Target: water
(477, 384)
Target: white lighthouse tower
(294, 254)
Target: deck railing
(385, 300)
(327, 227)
┄┄┄┄┄┄
**ACTIVITY:** Retype all the material exactly as shown.

**YOUR SOLUTION:**
Target: water
(477, 384)
Target: white lighthouse tower
(294, 254)
Target: deck railing
(385, 300)
(327, 227)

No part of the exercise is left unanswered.